What the task requires » Rewrite the data starting at the line that contains "of the sheet" and ending at the end of the data, with every "marker" changed to "pin" and nothing else altered.
- - - - -
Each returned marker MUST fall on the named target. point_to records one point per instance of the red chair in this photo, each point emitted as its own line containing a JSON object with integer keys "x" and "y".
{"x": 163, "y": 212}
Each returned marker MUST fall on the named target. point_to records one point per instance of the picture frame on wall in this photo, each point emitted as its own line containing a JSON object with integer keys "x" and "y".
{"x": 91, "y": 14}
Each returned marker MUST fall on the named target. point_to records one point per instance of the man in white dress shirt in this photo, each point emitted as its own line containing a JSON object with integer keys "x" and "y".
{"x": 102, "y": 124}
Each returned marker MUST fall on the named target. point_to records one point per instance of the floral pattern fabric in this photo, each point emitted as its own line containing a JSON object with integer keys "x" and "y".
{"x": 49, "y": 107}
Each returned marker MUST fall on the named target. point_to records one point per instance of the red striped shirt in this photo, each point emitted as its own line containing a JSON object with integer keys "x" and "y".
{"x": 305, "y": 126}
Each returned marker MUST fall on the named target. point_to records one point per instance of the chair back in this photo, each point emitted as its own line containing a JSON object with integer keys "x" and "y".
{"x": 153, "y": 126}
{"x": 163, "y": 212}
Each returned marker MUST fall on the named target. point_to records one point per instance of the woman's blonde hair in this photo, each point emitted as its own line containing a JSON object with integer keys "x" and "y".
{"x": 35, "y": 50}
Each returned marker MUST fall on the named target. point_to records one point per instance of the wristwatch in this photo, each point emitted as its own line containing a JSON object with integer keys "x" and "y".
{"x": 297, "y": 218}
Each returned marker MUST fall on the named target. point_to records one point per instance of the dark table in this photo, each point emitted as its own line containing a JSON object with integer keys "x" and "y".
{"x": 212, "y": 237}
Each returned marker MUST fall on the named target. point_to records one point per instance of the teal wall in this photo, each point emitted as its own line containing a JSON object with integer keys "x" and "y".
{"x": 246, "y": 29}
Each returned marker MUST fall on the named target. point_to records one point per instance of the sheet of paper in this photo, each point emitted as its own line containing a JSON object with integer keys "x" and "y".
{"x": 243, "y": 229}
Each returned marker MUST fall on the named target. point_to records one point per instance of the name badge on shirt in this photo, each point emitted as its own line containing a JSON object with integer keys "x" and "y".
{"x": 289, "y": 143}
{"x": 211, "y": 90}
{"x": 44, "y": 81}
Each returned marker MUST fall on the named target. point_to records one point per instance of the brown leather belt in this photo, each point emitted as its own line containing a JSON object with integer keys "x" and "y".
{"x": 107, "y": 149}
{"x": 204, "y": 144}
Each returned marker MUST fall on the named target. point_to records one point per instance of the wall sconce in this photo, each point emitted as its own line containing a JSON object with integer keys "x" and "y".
- - - - -
Solution below »
Each returned pin MUST fall on the named target. point_to records one point per instance of the sheet of paper in this photo, each point emitted as its own line containing a JSON object with integer keys "x" and "y".
{"x": 243, "y": 229}
Each returned pin MUST fall on the named target. point_to records one point per instance of the name badge on shirt in this photo, each point emitted as its own line containing a JSON object with integer keys "x" and "y".
{"x": 289, "y": 143}
{"x": 211, "y": 90}
{"x": 44, "y": 81}
Each returned pin MUST fall on the named target. point_to records one point per instance of the brown leather belt in this photo, each point emitted as its own line containing a JSON object with integer keys "x" and "y".
{"x": 107, "y": 149}
{"x": 204, "y": 144}
Each returned pin MUST fall on the named target. point_to records one point per instance of the wall sconce in this photo, each point emitted as its own line containing a JSON object with integer keys "x" and "y".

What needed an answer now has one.